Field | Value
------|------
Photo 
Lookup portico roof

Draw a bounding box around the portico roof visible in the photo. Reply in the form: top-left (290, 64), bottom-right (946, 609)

...

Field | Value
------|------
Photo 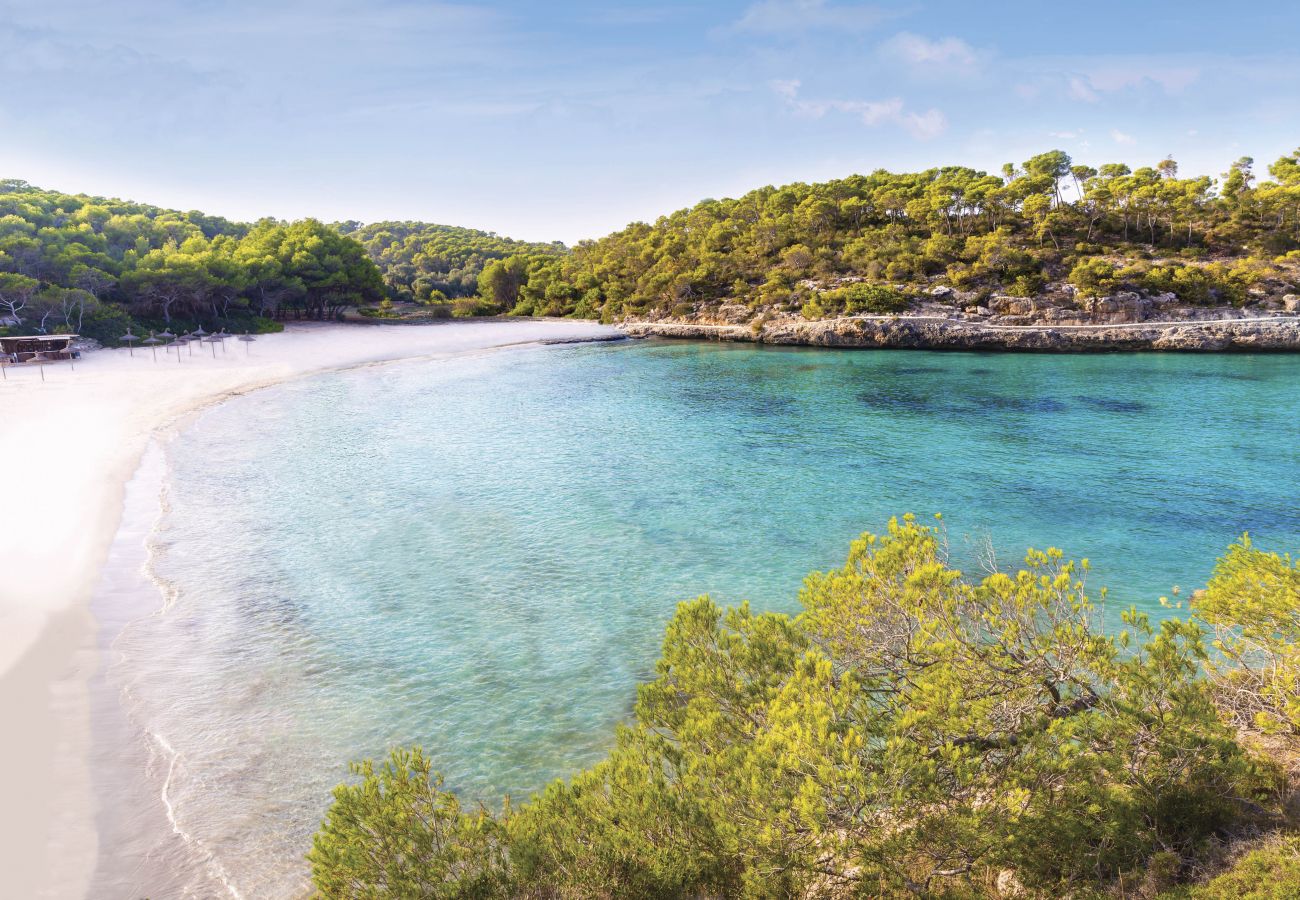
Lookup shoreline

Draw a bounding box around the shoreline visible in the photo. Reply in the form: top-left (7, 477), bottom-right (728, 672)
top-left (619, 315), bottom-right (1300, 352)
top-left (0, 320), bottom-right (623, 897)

--

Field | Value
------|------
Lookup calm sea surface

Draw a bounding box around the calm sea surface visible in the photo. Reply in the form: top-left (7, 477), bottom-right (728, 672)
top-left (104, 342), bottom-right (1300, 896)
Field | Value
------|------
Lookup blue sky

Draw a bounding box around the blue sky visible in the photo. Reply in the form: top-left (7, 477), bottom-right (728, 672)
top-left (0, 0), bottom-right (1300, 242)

■ Exercise requirements ■
Count the lines in the material above that contain the string "left". Reply with the number alone.

■ Solution for this task ■
8